*DOCUMENTO DI PARTENZA*
........
2/21/2010

Un'opera contemporanea. Boltanski e il plurale di nessuno


Rivedo, a 48 ore dalla chiusura, la mostra monumentale di Christian Boltanski al Grand-Palais di Parigi, il giorno prima di una tavola rotonda in cui con altri scrittori europei, scelti da Boltanski, sono stato chiamato a testimoniare delle parentele tra la letteratura e l’arte sotto il profilo della memoria, dell’intreccio tra vita e finzione. Sotto l’ampia navata che fa trasparire una bianca, fredda luce invernale, nell’immenso spazio scandito da battiti di cuore amplificati, il visitatore percorre campi di abiti colorati adagiati per terra, ordinati come filari, inerti come corpi senza vita. E’ un cimitero, in effetti, lo stesso ordine razionale e geometrico delle tombe. All’orizzonte una montagna di altri abiti, conica come il colle della salvezza nel canto I° dell’Inferno di Dante, è morsa ritmicamente da un robot-scavatrice arancione che cala dall’alto, preleva mucchi casuali di abiti, risale, li fa ricadere sulla montagna. Meccanicamente, come i battiti impersonali del cuore, cuori di persone, di tutti e di nessuno. L’esposizione si chiama Personnes, plurale di “persona”, ma soprattutto in francese plurale di “nessuno”. (Per non dire l’etimologia della parola, cioè “maschera”, identità provvisoria e cangiante, precaria, senza appartenenza). La luce è perfetta: una luce senza luce, anonima come il dio-gru che preleva alla cieca, come a dire che nascere è uguale a morire. Ma poiché da questo spazio prima o poi usciamo (le mostre finiscono come i romanzi e i film) e ci si trova a guardare il cielo fuori dal cinema, o la propria stanza quando si è finito il libro, anche i pensieri riprendono a marciare. Perché questa è un’opera perfettamente contemporanea? E perché, quando guardo il cielo, vedo il pulviscolo di oggetti esplosi al rallentatore con la musica dei Pink Floyd (Zabriskie Point, Michelangelo Antonioni), che non finiscono di volteggiare e di cadere?

(rubrica "acchiappafantasmi", su l'Unità del 21 febbraio 2010)

4 commenti:

sergio garufi ha detto...

mi sarebbe piaciuto vedere la mostra di boltanski e assistere a quella tavola rotonda.

Anonimo ha detto...

Anche a me, Sergio :)
Ne sarei stata davvero felice.
........
*DATI*
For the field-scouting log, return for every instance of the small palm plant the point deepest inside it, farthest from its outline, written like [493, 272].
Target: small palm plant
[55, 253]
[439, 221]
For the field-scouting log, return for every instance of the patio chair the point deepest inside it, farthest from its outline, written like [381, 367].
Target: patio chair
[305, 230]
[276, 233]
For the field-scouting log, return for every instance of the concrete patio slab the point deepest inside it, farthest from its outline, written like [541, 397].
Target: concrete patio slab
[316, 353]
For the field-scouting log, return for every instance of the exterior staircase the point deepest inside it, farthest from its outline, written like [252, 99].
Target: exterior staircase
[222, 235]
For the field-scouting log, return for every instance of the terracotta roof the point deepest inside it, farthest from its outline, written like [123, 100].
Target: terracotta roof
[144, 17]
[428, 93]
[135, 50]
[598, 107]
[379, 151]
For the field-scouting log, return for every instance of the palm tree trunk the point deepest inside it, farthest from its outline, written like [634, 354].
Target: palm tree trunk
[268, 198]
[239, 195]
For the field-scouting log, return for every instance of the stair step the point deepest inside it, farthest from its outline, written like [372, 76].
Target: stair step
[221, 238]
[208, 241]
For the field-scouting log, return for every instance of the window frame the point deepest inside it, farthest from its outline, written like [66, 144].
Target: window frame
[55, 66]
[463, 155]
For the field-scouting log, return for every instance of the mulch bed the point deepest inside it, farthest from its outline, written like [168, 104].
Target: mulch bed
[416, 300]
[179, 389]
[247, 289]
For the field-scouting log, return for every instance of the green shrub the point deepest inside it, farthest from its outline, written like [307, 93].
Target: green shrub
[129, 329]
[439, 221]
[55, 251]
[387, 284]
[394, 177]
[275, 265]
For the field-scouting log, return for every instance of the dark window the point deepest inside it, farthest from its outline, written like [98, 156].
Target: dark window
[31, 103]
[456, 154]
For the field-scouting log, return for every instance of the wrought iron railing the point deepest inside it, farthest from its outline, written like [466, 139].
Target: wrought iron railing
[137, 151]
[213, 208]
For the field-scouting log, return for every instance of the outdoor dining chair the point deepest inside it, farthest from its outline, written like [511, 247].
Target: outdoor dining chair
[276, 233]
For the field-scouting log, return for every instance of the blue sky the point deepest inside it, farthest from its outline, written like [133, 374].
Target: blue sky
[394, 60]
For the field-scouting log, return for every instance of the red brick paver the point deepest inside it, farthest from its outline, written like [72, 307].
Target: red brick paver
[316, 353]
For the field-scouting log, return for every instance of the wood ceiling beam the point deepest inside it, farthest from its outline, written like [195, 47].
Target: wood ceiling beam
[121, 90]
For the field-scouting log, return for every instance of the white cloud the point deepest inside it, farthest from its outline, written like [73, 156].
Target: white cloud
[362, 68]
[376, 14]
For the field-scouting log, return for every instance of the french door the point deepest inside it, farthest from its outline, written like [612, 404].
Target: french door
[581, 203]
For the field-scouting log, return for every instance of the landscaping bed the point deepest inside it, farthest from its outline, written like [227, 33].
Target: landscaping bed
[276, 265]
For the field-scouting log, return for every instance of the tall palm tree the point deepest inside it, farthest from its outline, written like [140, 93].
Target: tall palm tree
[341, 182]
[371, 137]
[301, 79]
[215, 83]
........
Nell'articolo su Boltanski, con quale nome viene indicata la mostra allestita al Grand-Palais di Parigi? I dati sono materiale a sé, distinto dall'articolo su Boltanski.

*RISPOSTA ATTESA*
Personnes.